> PROVIDED PASSAGE
'''

To do this though, we need to continue to support both financially and emotionally the growers/producers that we do have who already stick their necks out year after year, through drought and hail, changing climates, increasing input expenses, and more. Supporting a farmer means money paid stays here at home in our local economy. It doesn’t get shipped overseas. It circulates here and allows them to reinvest in us: maybe expanding into another vegetable or fruit, buying newer equipment that improves efficiency of harvesting an item, or just allowing them to repair something that was broken. Every dollar counts. With each dollar you share with them, they are helping us. I know it was overused for many years but as a science geek myself, synergistic relationships benefit both parties. That is what I think of when thinking about the relationship between the farmer and the consumer. Both are better with the other around!

So I’ll get off my soapbox and just ask you to share our website with a friend or neighbor. Tell someone why you feel supporting your local food system is important. Recommend a particular vendor and share your favorite items. As the bumper sticker says, “No Farms, No Food”. That is the truth. My guess is you ate something today, and I’ll bet you’ll do it tomorrow too, so please consider shopping local when at all possible. It matters.

'''

> LISTED RECORDS
'''

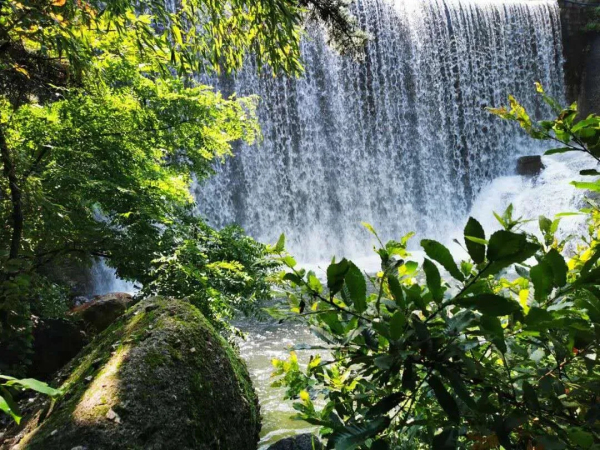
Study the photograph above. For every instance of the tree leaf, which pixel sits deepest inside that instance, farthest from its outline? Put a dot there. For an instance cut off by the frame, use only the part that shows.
(542, 278)
(441, 254)
(492, 328)
(34, 385)
(445, 400)
(490, 304)
(476, 250)
(434, 280)
(530, 396)
(559, 267)
(397, 323)
(506, 248)
(336, 274)
(357, 287)
(385, 405)
(446, 440)
(355, 435)
(396, 291)
(555, 151)
(280, 246)
(8, 405)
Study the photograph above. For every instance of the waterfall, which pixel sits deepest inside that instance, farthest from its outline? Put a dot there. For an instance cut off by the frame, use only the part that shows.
(401, 140)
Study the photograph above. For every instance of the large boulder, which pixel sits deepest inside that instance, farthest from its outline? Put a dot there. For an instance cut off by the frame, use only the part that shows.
(103, 310)
(55, 343)
(160, 377)
(305, 441)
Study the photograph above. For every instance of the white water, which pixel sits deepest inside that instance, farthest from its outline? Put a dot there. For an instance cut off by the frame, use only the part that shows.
(402, 141)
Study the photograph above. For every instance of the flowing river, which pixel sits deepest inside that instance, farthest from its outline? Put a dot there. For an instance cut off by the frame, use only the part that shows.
(401, 140)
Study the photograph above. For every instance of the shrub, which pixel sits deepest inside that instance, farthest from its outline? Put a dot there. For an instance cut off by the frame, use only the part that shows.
(499, 350)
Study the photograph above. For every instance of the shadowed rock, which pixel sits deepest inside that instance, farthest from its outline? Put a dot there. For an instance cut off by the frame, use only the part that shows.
(530, 166)
(160, 377)
(102, 310)
(305, 441)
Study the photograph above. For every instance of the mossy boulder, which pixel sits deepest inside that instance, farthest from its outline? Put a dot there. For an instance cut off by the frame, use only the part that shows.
(160, 377)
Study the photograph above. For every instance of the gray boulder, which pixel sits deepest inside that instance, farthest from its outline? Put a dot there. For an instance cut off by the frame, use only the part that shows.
(305, 441)
(159, 378)
(530, 166)
(103, 310)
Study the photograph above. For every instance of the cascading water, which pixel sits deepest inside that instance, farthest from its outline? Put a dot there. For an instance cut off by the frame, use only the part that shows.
(401, 141)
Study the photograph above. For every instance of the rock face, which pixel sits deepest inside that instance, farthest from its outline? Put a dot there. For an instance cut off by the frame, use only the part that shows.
(160, 378)
(55, 343)
(301, 442)
(530, 165)
(102, 310)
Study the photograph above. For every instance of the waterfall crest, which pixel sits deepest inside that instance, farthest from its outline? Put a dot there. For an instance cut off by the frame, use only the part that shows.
(401, 141)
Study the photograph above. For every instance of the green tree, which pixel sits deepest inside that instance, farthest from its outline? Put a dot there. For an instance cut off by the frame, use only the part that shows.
(497, 351)
(102, 130)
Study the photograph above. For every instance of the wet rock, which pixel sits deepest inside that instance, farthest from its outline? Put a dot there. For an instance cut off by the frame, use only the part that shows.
(150, 392)
(305, 441)
(55, 343)
(530, 166)
(103, 310)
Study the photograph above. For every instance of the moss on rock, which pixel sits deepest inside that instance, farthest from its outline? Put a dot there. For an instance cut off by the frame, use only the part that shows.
(159, 378)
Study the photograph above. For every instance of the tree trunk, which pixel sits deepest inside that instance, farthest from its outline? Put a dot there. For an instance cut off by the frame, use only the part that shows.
(15, 195)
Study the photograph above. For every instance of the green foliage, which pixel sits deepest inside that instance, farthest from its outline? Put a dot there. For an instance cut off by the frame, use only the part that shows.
(8, 404)
(499, 351)
(220, 272)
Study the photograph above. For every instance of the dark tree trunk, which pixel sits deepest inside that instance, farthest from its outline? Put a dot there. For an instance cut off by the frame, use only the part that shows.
(15, 195)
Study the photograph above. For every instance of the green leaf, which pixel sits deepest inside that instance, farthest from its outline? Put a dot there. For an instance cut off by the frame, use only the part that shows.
(476, 250)
(506, 248)
(581, 438)
(445, 400)
(590, 262)
(357, 287)
(409, 378)
(280, 246)
(434, 280)
(559, 267)
(288, 261)
(542, 278)
(586, 185)
(538, 318)
(396, 291)
(385, 405)
(555, 151)
(293, 278)
(397, 323)
(545, 224)
(530, 396)
(446, 440)
(441, 254)
(493, 330)
(34, 385)
(459, 388)
(490, 304)
(550, 442)
(314, 283)
(336, 274)
(369, 227)
(8, 405)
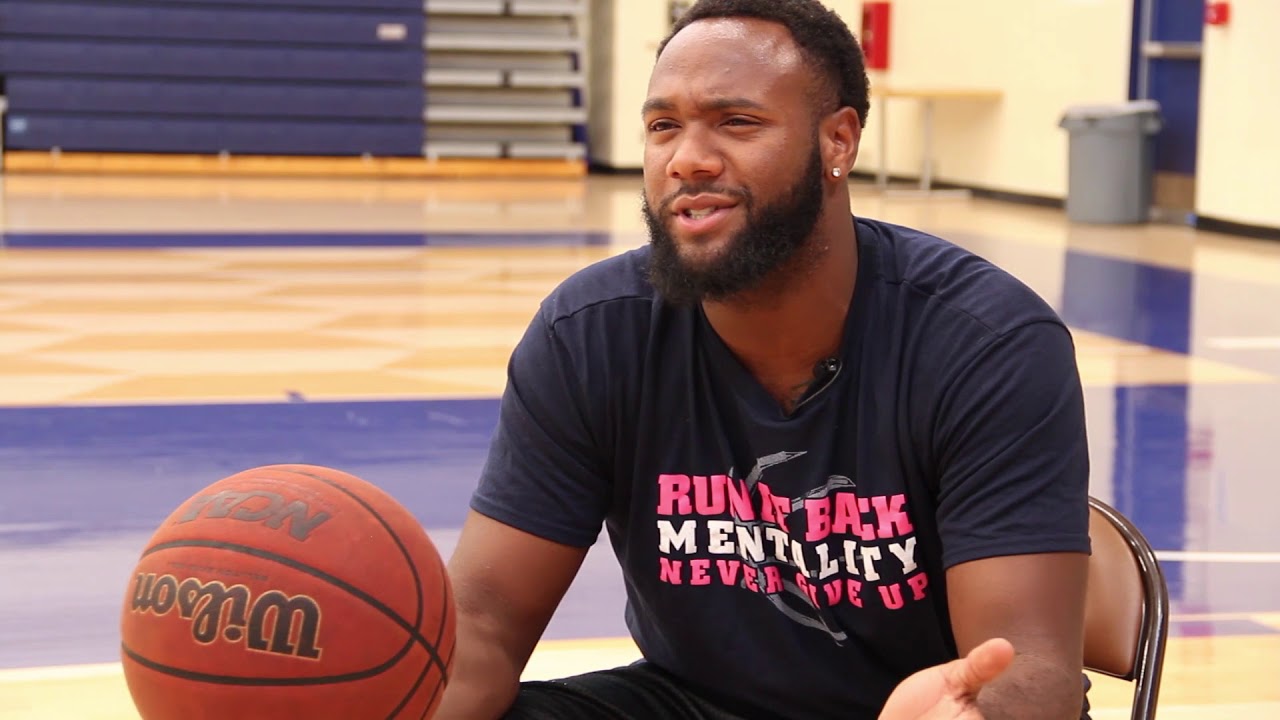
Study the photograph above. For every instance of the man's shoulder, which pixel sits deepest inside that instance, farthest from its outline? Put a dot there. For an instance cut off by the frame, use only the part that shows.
(615, 285)
(961, 285)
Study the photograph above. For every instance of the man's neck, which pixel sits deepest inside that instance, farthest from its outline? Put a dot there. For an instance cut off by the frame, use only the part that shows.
(782, 331)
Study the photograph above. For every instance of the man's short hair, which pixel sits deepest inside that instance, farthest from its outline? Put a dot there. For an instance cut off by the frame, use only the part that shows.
(822, 36)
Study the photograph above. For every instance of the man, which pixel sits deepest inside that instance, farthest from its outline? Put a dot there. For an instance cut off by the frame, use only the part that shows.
(832, 455)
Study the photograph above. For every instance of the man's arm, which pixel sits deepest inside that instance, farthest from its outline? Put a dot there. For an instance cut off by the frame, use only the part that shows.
(1036, 602)
(507, 584)
(1013, 516)
(538, 506)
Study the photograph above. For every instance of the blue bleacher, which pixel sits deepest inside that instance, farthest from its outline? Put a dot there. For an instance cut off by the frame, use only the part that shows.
(146, 23)
(100, 96)
(287, 77)
(237, 62)
(142, 133)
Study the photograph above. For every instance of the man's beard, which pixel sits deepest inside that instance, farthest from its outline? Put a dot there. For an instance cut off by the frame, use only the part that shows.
(771, 242)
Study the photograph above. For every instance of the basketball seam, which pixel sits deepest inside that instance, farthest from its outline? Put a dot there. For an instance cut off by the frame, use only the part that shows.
(415, 634)
(417, 587)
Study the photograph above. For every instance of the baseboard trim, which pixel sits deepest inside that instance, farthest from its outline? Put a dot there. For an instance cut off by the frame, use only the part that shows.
(600, 169)
(1230, 227)
(978, 191)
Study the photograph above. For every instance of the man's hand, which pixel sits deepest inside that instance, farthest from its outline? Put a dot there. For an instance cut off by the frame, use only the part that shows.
(950, 691)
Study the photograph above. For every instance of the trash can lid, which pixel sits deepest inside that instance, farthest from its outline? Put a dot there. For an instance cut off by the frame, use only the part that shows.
(1112, 110)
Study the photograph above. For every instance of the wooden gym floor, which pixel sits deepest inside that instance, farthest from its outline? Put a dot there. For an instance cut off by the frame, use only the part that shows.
(160, 333)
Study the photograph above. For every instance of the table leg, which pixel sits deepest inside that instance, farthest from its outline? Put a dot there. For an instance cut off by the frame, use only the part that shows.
(882, 173)
(927, 169)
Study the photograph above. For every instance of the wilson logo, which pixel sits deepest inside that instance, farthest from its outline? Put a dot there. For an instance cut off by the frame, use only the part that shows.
(273, 621)
(257, 506)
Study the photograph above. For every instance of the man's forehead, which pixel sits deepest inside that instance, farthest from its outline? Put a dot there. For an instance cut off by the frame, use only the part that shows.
(726, 42)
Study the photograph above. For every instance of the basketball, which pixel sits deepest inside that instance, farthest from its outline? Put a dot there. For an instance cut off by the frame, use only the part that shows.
(288, 591)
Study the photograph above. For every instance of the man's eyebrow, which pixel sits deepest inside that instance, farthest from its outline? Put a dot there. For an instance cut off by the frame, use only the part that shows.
(712, 104)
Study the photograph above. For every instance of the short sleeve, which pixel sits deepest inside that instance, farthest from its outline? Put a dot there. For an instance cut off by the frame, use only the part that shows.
(1013, 450)
(543, 473)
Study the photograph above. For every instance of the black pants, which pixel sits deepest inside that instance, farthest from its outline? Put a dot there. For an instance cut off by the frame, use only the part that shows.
(634, 692)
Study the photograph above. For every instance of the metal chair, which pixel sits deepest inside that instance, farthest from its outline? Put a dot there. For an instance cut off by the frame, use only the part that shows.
(1127, 607)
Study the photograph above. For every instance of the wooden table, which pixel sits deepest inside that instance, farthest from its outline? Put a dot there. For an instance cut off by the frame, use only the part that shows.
(928, 98)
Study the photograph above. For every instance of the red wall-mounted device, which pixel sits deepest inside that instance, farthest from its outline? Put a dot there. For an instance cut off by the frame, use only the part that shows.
(874, 37)
(1217, 13)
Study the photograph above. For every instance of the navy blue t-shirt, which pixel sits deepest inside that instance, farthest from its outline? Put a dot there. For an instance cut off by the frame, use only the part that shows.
(794, 566)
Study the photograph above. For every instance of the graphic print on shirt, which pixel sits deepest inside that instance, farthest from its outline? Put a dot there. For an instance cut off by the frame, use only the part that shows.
(805, 555)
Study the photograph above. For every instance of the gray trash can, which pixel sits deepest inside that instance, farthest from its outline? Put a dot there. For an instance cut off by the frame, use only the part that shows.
(1110, 163)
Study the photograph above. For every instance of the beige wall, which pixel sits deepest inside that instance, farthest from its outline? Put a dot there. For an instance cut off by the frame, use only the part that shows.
(1052, 54)
(1238, 168)
(625, 35)
(1041, 68)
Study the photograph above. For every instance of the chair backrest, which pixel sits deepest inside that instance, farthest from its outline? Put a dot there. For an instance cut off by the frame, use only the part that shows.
(1127, 607)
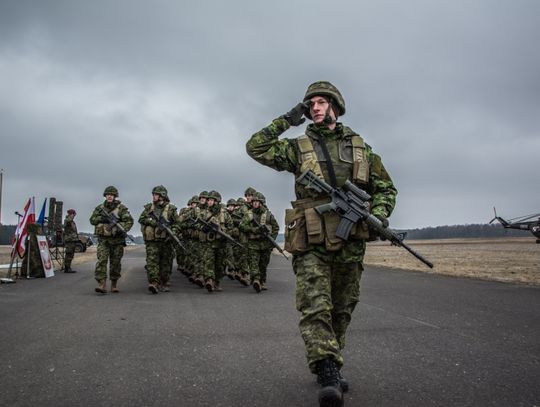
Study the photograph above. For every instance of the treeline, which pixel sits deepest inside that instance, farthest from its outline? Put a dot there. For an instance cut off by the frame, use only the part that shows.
(438, 232)
(464, 231)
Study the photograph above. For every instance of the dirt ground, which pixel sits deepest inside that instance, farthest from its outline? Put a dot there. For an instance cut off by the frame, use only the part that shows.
(89, 255)
(509, 260)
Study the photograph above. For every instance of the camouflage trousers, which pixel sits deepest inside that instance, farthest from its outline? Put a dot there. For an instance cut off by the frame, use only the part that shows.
(326, 295)
(213, 260)
(69, 253)
(257, 259)
(111, 253)
(159, 261)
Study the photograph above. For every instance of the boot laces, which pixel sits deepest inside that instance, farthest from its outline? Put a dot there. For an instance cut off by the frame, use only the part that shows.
(328, 373)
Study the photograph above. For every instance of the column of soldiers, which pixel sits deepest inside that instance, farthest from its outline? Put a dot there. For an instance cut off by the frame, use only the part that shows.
(210, 239)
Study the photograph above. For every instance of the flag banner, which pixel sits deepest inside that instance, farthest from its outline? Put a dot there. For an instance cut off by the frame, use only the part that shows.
(19, 240)
(41, 217)
(45, 256)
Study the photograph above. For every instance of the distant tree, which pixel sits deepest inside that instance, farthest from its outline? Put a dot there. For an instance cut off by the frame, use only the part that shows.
(6, 234)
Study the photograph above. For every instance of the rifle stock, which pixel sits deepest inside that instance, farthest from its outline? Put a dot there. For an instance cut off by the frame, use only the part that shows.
(351, 204)
(114, 221)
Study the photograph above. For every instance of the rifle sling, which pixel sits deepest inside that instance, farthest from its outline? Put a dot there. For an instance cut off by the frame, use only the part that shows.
(329, 165)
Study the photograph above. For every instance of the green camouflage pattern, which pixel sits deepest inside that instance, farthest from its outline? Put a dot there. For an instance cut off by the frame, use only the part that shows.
(109, 252)
(159, 261)
(70, 229)
(159, 250)
(282, 155)
(124, 219)
(326, 295)
(258, 248)
(327, 282)
(110, 249)
(324, 88)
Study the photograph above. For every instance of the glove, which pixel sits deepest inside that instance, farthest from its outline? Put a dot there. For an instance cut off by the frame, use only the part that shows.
(383, 220)
(294, 116)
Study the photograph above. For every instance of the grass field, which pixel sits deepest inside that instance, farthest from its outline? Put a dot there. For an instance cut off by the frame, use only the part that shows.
(509, 260)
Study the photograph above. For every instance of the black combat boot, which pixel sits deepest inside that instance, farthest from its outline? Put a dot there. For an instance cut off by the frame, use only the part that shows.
(331, 394)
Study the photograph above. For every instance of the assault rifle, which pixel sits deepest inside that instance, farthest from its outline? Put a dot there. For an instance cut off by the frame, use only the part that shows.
(165, 226)
(351, 204)
(115, 221)
(215, 228)
(263, 230)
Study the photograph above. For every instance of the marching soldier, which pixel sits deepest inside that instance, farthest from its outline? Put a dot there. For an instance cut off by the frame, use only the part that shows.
(258, 256)
(157, 218)
(327, 268)
(71, 237)
(112, 221)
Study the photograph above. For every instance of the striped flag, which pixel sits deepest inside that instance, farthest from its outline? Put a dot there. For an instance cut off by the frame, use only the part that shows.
(19, 240)
(41, 217)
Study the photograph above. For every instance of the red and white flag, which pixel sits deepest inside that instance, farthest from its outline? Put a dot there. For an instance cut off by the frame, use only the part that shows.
(19, 240)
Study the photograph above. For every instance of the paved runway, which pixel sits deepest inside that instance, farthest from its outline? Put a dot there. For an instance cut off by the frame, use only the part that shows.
(416, 340)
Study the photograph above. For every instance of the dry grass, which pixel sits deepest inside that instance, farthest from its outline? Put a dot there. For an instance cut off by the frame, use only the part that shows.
(508, 260)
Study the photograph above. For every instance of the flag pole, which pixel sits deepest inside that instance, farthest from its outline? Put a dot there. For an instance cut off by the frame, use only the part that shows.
(1, 179)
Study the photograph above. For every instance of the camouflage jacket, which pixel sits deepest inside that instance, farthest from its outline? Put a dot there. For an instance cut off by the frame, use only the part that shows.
(150, 228)
(70, 229)
(105, 230)
(284, 155)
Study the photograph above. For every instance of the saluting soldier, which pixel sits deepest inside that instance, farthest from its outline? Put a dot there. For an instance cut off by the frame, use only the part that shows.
(327, 268)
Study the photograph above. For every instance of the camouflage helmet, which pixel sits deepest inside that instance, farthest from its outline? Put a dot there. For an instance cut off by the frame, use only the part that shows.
(215, 195)
(249, 191)
(161, 191)
(324, 88)
(110, 190)
(258, 196)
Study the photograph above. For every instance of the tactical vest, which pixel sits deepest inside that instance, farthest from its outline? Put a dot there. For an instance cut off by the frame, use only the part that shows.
(153, 232)
(102, 229)
(262, 221)
(210, 236)
(309, 158)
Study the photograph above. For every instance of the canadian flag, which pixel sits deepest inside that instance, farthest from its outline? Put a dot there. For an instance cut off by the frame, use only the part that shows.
(19, 240)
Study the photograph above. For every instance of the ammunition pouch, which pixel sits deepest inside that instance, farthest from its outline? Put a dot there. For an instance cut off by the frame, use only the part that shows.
(305, 227)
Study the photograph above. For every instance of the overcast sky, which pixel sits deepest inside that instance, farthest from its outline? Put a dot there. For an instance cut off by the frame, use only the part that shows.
(141, 93)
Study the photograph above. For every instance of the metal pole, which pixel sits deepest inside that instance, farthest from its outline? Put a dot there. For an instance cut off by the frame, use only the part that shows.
(1, 177)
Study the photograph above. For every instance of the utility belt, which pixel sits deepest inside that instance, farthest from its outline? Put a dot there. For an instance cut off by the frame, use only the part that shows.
(305, 227)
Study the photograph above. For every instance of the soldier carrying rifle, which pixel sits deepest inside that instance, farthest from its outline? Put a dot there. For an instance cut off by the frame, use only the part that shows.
(327, 267)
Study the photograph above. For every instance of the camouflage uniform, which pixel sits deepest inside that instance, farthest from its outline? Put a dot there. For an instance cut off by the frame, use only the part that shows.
(327, 269)
(213, 245)
(70, 239)
(186, 224)
(111, 240)
(181, 254)
(159, 244)
(258, 254)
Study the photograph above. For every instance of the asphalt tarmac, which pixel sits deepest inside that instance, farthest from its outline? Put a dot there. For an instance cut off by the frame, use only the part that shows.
(415, 340)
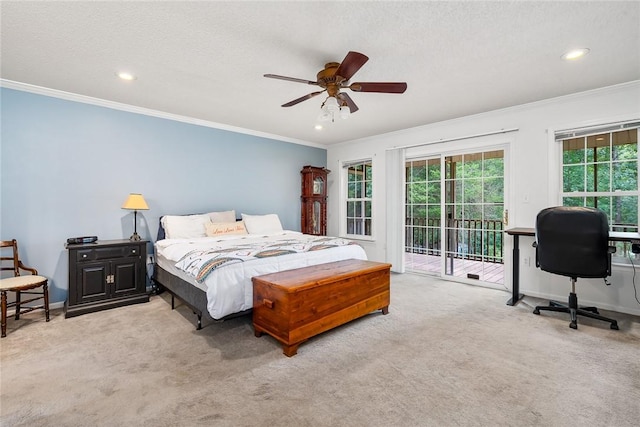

'''

> REQUIRED WORK
A – The passage on supporting local farmers names several hardships that growers endure year after year. List every one of them.
B – Tally the lines of the listing that contain the string "white", counting case as significant, and give only the number.

> ANSWERS
A –
- drought
- hail
- changing climates
- increasing input expenses

B – 2